*WORK TASK 1*: In the passage on clinical problem solving, what may a patient with a 1-day history of periumbilical pain that now localizes to the right lower quadrant have?
*WORK TASK 2*: Please continue the passage on clinical problem solving from its last sentence.

*EXTRACTED TEXT*:
--------------------------------------------------

There are typically four distinct steps that the family physician undertakes to systematically solve most clinical problems:
1. Making the diagnosis
2. Assessing the severity of the disease
3. Treating based on the stage of the disease
4. Following the patient’s response to the treatment
This is achieved by carefully evaluating the patient, analyzing the information, assessing risk factors, and developing a list of possible diagnoses (the differential). Usually a long list of possible diagnoses can be pared down to a few of the most likely or most serious ones, based on the clinician’s knowledge, experience, and selective testing. For example, a patient who complains of upper abdominal pain and has a history of nonsteroidal anti-inflammatory drug (NSAID) use may have peptic ulcer disease; another patient who has abdominal pain, fatty food intolerance, and abdominal bloating may have cholelithiasis. Yet another individual with a 1-day history of periumbilical pain that now localizes to the right lower quadrant may have acute appendicitis.

--------------------------------------------------

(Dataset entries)
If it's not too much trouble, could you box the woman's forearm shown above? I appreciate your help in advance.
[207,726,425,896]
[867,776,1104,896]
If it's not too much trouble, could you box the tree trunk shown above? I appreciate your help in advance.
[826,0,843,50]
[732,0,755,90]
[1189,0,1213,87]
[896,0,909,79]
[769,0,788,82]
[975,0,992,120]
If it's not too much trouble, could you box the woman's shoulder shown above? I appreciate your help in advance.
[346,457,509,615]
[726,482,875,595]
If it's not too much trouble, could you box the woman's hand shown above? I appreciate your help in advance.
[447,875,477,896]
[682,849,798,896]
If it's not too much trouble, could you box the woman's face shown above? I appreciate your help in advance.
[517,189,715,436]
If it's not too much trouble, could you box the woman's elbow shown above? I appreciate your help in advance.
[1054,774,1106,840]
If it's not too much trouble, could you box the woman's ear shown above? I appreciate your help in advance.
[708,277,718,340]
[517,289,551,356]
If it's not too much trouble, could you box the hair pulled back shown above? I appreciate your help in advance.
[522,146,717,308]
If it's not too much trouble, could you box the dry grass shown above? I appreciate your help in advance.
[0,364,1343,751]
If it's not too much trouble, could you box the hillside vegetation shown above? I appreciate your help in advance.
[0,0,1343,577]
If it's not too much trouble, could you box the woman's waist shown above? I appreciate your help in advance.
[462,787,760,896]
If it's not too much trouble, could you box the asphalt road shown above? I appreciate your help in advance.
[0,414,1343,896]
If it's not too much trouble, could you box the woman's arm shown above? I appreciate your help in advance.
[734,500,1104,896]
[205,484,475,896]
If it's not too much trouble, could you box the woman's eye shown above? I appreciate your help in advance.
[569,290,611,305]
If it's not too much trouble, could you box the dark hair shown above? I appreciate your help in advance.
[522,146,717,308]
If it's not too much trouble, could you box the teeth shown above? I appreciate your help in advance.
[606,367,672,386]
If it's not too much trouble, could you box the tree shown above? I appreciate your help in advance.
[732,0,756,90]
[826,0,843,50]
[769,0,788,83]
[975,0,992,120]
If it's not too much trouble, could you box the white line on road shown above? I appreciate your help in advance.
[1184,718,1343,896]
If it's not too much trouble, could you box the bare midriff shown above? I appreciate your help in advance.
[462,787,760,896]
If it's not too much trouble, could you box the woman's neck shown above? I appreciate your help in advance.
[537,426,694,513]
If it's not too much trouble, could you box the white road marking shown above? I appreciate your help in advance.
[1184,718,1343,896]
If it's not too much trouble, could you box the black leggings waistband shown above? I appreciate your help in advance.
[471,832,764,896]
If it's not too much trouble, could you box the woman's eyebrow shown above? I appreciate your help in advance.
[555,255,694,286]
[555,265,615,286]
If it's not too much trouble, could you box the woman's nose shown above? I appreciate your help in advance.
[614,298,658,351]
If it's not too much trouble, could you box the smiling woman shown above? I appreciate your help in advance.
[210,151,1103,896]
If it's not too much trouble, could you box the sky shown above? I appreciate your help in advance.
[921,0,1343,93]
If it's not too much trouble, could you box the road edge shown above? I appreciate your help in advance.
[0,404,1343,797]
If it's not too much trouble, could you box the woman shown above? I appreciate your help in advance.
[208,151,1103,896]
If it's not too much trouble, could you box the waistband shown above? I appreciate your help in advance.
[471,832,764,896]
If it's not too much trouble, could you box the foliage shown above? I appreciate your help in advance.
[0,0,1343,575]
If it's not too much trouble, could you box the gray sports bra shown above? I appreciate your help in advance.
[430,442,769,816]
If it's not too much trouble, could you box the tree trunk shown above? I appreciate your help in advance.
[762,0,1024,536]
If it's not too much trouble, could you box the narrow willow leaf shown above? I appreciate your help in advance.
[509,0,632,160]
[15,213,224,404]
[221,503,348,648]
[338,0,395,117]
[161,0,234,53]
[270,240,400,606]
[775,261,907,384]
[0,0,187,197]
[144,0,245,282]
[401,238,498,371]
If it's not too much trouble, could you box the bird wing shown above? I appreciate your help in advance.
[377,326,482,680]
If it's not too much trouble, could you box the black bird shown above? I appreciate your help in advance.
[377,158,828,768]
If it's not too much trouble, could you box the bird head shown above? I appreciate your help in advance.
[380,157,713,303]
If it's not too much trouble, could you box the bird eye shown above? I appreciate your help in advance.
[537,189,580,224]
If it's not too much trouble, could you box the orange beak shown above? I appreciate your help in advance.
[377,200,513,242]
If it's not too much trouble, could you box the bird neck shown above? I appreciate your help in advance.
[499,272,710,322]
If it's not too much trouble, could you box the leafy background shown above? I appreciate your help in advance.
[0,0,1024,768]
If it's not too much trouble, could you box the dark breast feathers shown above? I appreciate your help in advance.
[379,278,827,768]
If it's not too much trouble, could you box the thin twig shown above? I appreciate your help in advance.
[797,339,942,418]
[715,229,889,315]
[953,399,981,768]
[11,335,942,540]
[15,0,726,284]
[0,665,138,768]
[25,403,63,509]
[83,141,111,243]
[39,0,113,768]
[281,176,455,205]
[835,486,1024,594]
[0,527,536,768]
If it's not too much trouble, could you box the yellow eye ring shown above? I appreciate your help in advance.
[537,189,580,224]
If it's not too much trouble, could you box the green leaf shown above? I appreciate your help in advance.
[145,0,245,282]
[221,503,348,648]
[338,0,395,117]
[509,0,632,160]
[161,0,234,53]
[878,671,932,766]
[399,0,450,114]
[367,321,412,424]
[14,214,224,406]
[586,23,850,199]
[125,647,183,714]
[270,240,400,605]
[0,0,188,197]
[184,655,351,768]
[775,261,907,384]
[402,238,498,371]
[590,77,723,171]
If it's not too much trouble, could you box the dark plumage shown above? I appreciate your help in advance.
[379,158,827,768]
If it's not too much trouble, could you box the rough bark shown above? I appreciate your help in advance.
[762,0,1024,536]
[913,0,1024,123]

--------------------------------------------------

*REPLY 1*: Acute appendicitis.

*REPLY 2*:
After establishing the diagnosis, the next step is to characterize the severity of the disease process; in other words, to describe “how bad” the disease is. This may be as simple as determining whether a patient is “sick” or “not sick.” Is the patient with a urinary tract infection septic or stable for outpatient therapy? In other cases, a more formal staging may be used. For example, cancer staging is used for the strict assessment of extent of malignancy.
Many illnesses are characterized by stage or severity because this affects prognosis and treatment. As an example, a formerly healthy young man with pneumonia and no respiratory distress may be treated with oral antibiotics at home. An older person with emphysema and pneumonia would probably be admitted to the hospital for IV antibiotics. A patient with pneumonia and respiratory failure would likely be intubated and admitted to the intensive care unit for further treatment.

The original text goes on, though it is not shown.